### Task
Would you return, word for word, the lines of the data below from the line with "Could you mark the crenellated" through the line with "Could you mark the decorative", and no others?

++++ Information provided

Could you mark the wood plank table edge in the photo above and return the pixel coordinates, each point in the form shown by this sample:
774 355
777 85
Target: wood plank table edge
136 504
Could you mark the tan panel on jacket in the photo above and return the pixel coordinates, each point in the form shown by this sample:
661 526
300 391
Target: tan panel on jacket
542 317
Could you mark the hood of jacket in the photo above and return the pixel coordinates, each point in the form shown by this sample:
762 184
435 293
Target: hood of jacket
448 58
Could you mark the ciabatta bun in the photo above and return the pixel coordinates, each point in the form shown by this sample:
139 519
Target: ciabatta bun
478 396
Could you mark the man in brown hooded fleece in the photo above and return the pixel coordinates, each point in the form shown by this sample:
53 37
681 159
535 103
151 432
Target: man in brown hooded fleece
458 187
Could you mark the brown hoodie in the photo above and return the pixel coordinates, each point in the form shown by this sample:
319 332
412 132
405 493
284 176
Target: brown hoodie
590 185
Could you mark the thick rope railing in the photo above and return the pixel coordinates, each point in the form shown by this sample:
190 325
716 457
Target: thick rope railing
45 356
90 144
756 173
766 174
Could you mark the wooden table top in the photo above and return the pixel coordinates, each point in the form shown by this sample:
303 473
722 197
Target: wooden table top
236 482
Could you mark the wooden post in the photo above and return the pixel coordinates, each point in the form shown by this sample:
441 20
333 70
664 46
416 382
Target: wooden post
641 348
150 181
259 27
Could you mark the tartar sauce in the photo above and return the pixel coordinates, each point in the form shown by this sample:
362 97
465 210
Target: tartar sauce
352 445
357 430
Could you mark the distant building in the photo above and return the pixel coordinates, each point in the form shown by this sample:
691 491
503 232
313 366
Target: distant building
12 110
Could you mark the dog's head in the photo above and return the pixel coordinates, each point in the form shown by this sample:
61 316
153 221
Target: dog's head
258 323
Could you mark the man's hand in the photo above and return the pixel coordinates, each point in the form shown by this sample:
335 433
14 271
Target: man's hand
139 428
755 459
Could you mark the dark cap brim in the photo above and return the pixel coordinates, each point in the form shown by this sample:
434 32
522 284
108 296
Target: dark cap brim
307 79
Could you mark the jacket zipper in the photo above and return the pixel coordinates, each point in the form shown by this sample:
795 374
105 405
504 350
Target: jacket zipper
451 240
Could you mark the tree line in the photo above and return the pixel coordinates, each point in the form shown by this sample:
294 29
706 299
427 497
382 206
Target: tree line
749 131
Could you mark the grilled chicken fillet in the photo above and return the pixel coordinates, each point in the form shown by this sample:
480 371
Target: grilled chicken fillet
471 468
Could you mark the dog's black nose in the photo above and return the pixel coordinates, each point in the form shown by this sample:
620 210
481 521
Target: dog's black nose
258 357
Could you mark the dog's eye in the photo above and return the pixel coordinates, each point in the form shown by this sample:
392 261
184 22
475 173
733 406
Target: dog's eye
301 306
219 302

++++++++
++++ Information provided

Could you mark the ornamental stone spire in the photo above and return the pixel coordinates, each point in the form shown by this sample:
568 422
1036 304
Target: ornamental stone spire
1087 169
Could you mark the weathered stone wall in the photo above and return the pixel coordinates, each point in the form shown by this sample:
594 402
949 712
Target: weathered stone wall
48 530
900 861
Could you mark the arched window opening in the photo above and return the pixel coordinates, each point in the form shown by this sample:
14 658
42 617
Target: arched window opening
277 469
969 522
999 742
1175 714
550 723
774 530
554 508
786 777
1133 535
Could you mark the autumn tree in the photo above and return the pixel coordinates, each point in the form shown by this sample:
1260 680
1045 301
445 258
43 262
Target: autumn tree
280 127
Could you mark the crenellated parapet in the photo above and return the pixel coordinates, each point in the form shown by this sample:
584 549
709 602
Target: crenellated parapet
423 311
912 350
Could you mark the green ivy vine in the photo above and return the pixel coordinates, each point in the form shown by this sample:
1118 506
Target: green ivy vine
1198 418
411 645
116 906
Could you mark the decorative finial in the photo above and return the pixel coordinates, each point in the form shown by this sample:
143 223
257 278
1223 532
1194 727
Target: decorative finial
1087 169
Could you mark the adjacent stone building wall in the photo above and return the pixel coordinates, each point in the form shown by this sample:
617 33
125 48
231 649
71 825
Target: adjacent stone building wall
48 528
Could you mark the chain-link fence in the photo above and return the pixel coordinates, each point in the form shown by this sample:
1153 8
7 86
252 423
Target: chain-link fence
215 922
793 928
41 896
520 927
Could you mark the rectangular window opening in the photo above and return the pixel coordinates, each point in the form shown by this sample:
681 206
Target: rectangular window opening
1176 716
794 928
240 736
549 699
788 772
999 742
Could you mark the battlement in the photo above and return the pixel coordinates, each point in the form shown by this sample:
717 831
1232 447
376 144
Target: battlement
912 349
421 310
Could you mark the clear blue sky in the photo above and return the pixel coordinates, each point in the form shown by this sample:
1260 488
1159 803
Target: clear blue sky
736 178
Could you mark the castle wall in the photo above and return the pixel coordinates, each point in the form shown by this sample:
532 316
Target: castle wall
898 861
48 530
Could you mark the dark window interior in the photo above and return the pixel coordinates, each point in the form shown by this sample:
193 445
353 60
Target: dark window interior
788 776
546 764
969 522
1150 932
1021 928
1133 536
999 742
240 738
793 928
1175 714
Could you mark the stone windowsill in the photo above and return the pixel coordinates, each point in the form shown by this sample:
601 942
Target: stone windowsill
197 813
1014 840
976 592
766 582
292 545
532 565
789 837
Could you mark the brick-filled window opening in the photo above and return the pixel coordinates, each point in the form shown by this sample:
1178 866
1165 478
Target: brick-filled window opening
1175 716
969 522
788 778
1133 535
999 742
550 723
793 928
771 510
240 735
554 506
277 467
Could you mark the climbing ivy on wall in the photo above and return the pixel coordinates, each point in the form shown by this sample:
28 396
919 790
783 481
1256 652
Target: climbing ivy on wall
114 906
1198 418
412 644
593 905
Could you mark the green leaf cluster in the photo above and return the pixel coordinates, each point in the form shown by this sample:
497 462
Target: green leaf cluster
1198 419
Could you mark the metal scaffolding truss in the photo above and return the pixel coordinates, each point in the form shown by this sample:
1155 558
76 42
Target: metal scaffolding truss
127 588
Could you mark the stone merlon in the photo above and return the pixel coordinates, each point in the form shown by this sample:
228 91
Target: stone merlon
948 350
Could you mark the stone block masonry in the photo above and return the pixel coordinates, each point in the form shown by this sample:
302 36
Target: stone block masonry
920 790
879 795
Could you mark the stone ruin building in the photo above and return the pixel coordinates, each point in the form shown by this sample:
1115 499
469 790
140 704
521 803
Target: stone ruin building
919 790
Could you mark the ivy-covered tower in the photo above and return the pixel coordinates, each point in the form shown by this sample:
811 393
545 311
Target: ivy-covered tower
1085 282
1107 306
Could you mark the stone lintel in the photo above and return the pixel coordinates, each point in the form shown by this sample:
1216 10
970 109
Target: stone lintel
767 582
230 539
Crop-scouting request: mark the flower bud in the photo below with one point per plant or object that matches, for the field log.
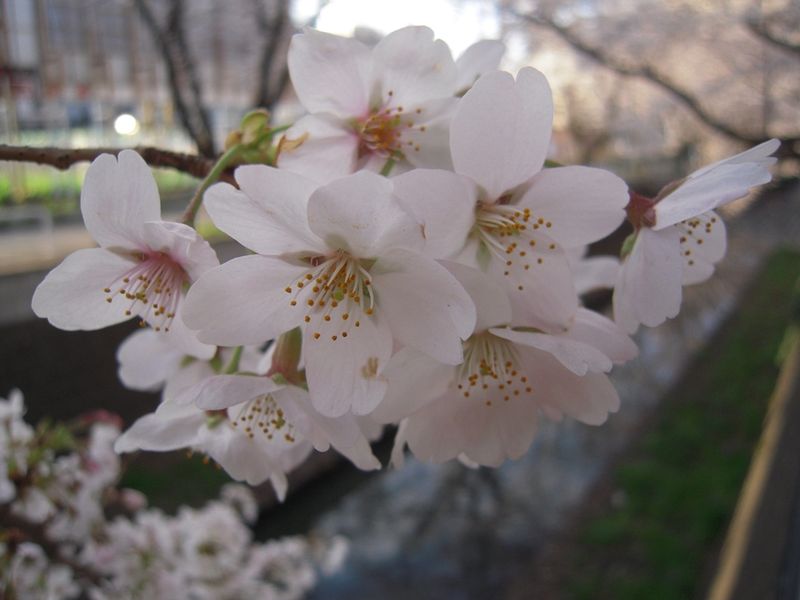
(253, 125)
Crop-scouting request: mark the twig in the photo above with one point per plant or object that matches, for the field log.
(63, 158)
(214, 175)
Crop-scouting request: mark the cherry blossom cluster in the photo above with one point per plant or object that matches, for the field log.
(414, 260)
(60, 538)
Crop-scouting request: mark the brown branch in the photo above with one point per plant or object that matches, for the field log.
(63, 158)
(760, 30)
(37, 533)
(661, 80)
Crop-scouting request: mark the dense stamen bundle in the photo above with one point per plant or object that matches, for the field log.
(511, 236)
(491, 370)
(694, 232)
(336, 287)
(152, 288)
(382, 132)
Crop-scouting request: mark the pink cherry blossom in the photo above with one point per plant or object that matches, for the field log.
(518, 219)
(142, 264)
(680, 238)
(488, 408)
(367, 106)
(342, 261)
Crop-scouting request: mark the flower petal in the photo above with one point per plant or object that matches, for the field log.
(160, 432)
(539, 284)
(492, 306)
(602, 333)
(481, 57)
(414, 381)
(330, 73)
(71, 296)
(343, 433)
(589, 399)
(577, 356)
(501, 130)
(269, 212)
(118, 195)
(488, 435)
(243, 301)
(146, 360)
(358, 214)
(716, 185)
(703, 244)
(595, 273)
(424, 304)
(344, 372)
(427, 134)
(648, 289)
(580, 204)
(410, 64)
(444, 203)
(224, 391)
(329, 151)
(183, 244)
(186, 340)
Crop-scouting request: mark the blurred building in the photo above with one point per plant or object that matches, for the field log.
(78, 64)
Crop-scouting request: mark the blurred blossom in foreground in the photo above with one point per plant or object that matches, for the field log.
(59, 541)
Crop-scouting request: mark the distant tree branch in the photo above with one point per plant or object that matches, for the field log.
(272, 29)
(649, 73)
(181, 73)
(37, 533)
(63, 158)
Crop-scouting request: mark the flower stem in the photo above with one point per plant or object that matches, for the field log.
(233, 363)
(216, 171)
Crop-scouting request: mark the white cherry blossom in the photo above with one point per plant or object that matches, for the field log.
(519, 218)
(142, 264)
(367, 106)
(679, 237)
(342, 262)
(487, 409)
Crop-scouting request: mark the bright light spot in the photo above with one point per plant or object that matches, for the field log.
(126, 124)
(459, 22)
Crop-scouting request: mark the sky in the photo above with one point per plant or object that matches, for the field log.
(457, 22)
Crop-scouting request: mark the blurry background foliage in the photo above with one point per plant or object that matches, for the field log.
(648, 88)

++++++++

### Result of the exercise
Could you mark the crenellated parapet in the photo above and return the pixel coordinates, each point in the form shown by this sample:
584 549
709 602
Target: crenellated parapet
423 311
912 350
Could you mark the green ivy vine in the photo above and return the pixel coordinates, each point in the form shown by this sample:
1118 506
Target: green ivy vine
1198 418
411 645
116 906
Could you mark the decorative finial in the photo above and return the pixel coordinates, each point in the form shown by this sample:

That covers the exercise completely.